> YOUR OBJECTIVE
Could you render the items as a numbered list, skipping blank lines, beginning at the line that has "Trace the outline of every instance of the balaclava" and stopping after the last line of the items?

> PROVIDED DATA
──────────────────────────────

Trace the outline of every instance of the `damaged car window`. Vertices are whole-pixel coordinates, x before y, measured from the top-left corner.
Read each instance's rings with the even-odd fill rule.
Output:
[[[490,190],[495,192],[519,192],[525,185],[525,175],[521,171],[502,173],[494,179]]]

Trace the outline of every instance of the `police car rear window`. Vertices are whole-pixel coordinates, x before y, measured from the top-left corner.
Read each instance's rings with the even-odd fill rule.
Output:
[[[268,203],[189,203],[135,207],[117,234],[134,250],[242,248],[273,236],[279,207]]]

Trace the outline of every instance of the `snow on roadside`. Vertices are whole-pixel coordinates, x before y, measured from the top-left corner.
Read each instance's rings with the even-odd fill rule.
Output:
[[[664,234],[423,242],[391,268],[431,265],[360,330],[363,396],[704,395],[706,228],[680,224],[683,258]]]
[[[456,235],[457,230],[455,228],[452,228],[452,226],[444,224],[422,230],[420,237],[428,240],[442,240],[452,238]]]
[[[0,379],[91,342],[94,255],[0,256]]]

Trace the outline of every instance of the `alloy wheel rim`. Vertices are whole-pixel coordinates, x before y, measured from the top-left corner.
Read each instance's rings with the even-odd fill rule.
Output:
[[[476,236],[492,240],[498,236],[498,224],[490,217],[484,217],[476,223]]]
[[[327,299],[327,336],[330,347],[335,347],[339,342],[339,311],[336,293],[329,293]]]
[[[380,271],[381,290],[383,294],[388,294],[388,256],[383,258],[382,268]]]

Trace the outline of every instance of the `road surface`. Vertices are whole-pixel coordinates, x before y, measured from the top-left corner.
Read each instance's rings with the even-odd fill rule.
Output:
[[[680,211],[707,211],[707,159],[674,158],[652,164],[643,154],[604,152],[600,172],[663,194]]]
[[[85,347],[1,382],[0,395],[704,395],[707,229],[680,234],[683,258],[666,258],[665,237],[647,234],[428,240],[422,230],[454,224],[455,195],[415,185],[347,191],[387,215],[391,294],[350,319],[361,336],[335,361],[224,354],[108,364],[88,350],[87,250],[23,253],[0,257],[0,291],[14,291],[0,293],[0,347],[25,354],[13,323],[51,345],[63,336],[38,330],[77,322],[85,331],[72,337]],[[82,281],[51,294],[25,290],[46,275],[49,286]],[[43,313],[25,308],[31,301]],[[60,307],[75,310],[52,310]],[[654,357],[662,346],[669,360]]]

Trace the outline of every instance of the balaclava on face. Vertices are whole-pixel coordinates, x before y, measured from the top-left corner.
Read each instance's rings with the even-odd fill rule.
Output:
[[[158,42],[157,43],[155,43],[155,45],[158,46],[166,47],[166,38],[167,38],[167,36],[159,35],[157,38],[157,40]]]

──────────────────────────────

> SOLUTION FOR THIS EXERCISE
1. Trace the outline of every instance of the balaclava on face. Vertices are whole-pixel coordinates, x before y, measured from the top-left corner.
2. Read each instance's rings with the even-odd fill rule.
3. Output:
4. [[[158,42],[157,43],[155,43],[155,45],[158,46],[166,47],[166,38],[167,38],[167,36],[159,35],[157,38],[157,40]]]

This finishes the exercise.